Source extract:
----------------

Signage can go a long way in making a course top-notch

It doesn’t matter what kind of sign it is — as long as there are signs to help people navigate their way around courses. (photo by Jenny Cook)

By Jenny Cook — Rattling Chains staff

Navigation issues on the disc golf course: How would you rate your home course?

Navigating a disc golf should not be difficult.

I once drove 400 miles eager to play legitimate par 4s and hole-shaping shots to test my game. After the first few holes at this course, my mood suddenly changed when I began struggling to navigate my way around the course.

If the obvious natural paths cutting through the trees and worn-down grass past the basket take me where I need to go next, then I’m a happy camper and no signage is needed.

Signs attached to the bottom of baskets can be extremely helpful. (photo by Jenny Cook)

For times when I look past the basket to five different and equally worn-down trails, with no indication of which one to take, I’ll use common sense of course flow to make my decision.

But I don’t always get it right on the first try, which means I’m obligated to try each one until I find the next hole. One or two holes of this out of 18 is not a bad ratio. It’s when the number of times I experience this increases throughout my round that I become frustrated — especially if the paths lead you to several different unmarked holes.

Now it’s time for technology — if you have a phone signal, that is. I pull up on my phone to compare the hole I thought I should be on to the photos on the website.

But I was playing in the summer and I had to imagine no leaves on the trees and no snow on the ground, as compared to what the photos portrayed.

This almost made things more difficult.

All I wanted was a confirmation that I’m on the right hole and that I chose wisely to ensure I played the entire course the way it’s intended to be played. Unfortunately, technology can sometimes fail and so does the option of asking a local when I’m the only one out there playing.

Signs behind baskets pointing your way to the next tee can make it easy for people to navigate the course. (photo by Jenny Cook)

----------------

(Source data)
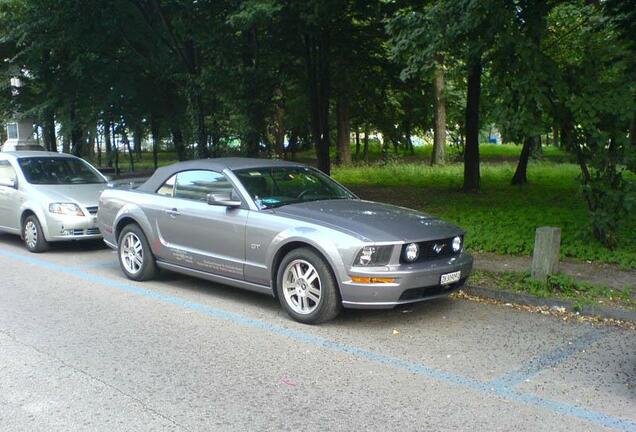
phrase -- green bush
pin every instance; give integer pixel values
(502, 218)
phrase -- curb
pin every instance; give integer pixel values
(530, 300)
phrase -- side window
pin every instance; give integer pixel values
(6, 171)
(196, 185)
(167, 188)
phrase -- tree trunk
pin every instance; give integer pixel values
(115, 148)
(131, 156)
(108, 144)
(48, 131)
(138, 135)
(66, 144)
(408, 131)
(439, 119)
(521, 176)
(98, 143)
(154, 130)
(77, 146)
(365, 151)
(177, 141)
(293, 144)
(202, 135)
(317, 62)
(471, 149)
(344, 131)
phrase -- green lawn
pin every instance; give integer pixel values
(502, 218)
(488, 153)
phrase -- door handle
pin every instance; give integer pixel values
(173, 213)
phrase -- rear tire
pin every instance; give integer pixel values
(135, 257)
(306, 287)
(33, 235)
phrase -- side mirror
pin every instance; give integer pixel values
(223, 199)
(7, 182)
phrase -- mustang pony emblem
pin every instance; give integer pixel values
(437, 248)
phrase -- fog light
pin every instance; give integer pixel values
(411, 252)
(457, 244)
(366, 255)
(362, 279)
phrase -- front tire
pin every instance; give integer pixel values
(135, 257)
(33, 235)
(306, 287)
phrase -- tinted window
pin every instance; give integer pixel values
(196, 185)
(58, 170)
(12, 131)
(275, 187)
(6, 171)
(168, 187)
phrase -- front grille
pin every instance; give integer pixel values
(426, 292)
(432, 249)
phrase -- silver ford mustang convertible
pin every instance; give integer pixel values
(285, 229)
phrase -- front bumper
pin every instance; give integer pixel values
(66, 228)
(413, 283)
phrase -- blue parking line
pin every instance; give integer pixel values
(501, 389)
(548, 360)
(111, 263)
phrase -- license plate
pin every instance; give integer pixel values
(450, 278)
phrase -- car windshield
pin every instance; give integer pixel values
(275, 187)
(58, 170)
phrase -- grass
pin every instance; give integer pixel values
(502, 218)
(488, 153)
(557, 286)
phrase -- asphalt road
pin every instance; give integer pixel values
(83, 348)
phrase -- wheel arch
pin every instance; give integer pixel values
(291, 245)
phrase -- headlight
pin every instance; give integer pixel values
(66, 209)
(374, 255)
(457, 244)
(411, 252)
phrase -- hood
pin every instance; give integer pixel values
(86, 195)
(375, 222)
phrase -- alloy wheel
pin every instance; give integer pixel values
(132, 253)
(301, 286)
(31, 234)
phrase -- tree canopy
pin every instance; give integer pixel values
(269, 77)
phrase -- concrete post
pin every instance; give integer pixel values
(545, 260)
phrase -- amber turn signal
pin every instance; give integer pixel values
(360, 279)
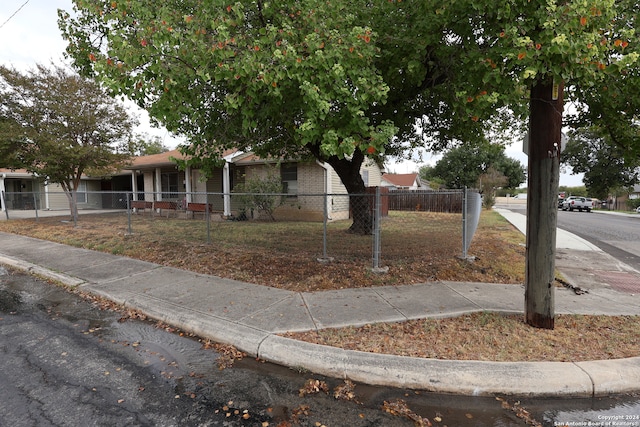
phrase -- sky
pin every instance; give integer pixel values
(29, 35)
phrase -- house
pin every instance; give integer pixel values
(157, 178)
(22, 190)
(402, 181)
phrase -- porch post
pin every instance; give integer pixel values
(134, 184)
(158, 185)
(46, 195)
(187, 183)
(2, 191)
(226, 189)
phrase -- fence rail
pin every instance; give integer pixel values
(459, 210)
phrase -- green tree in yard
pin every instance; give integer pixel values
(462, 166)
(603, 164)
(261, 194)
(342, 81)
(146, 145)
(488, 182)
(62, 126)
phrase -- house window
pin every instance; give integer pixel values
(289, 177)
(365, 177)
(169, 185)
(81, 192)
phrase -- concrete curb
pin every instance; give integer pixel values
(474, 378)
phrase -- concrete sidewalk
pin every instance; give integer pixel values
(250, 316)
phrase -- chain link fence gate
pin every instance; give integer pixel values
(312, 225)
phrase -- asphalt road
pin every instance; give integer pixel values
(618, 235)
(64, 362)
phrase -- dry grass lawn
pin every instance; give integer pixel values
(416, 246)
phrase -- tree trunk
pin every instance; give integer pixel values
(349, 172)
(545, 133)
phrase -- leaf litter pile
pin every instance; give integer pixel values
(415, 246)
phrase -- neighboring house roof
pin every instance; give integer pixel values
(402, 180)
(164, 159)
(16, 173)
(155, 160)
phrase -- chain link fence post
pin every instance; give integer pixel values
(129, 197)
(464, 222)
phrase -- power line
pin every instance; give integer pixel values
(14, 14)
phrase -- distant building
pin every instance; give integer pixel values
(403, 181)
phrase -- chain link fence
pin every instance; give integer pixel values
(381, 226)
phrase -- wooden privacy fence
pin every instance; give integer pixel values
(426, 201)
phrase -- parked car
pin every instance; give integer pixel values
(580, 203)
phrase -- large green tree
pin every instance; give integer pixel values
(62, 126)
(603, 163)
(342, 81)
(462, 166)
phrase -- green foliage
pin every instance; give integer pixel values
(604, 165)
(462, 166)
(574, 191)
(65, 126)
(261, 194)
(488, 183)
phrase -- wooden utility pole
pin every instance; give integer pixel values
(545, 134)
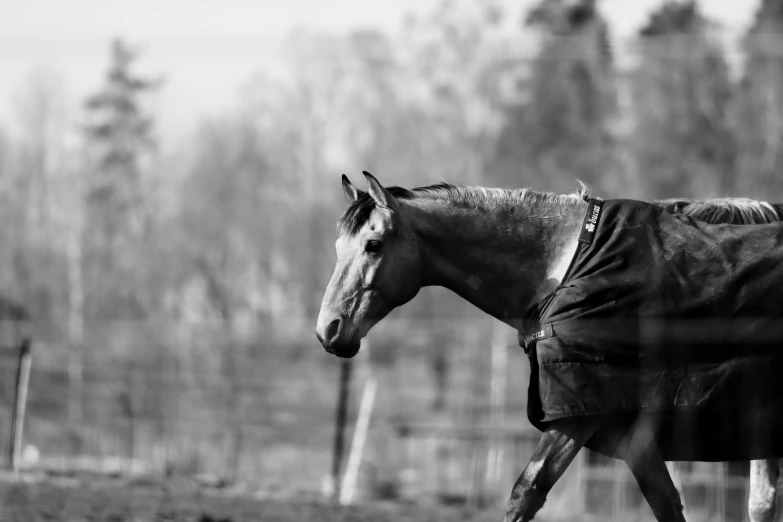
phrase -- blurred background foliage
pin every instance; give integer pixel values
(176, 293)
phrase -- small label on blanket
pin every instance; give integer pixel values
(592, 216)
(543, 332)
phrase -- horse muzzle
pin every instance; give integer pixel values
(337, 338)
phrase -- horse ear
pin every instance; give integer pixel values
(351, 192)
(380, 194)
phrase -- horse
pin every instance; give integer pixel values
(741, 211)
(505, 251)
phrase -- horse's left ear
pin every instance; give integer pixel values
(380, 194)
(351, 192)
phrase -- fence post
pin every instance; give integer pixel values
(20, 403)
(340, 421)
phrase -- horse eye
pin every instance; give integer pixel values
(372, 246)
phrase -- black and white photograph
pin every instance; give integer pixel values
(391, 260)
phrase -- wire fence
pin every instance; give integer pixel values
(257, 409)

----------------

Exercise tasks:
1 > In the entries of the source data, rewrite everything from the line containing "phrase -- wire fence" down to the end of the entries, substituting "chain-link fence" for "wire fence" and changing nothing else.
2 > Carry on the article about disc golf course signage from where it stops.

Answer set:
1 >
phrase -- chain-link fence
pin every instance; give integer pixel values
(257, 409)

2 >
When playing an unfamiliar course, the last thing I want to happen is getting lost. The disc golf community is full of open-minded, kind and helpful people. It’s not so much you guys I’m worried about — it’s the wanderers in the woods with bad intentions and the minority of disc golfers with other intentions.

I realize the best solution is to remove myself from the situation. The next best thing — constantly be aware of my surroundings. Sometimes it doesn’t take much to stroll along the wrong path and end up far away from the course.

I do keep my self-defense class in my mind and mace in my bag, just in case. At the very least, it helps serve as protection against humans, as well as any threatening animals I might encounter.

Although the recent theft of a man’s disc golf bag while playing a local course of mine was an isolated incident, it serves as a constant reminder that we’re not always alone in the woods. Practice safe golf and follow posted signage, if there is any.

After installation, a course will go through many different stages of life. Often, the posting of signs take a back seat.

For locals of a new course, especially those who helped with the implementation of the design, navigating their way around a newly piece of land becomes second nature. It’s like your own back yard. It can be difficult to remain objective and imagine what an out-of-town golfer sees in your new creation.

I recently played at Foundation Park DG Complex – Champ 18 in Centralia, Ill. Signage was abundant at this course. For example, a solid black arrow on a plain white disc nailed to a tree by the basket. Maps were an option to take at the first hole, but on that particular day I was there, it was raining so hard that my map was wet, which made it difficult to use.

Simple or not, any sign is helpful. (photo by Jenny Cook)

Centralia has a fantastic course. I was grateful for signs and would give it a 10, not only because it was easy to navigate, but because of the aesthetics, true par 4s and the beautiful terrain.

I take it seriously when word of mouth tells me that a particular needs a guide, even if I’m playing with a group of people. I can’t help that I am attracted to those types of course as they intrigue me.

At the end of the day, at least the proper expectations have been made. It’s just too bad when an awesome course only lack a handful of extra signs. It would move the course rating up, at least in my book, and I’d be more apt to spread the word about it. Kudos to the designers and locals that take time to put up signage because it can go a long way.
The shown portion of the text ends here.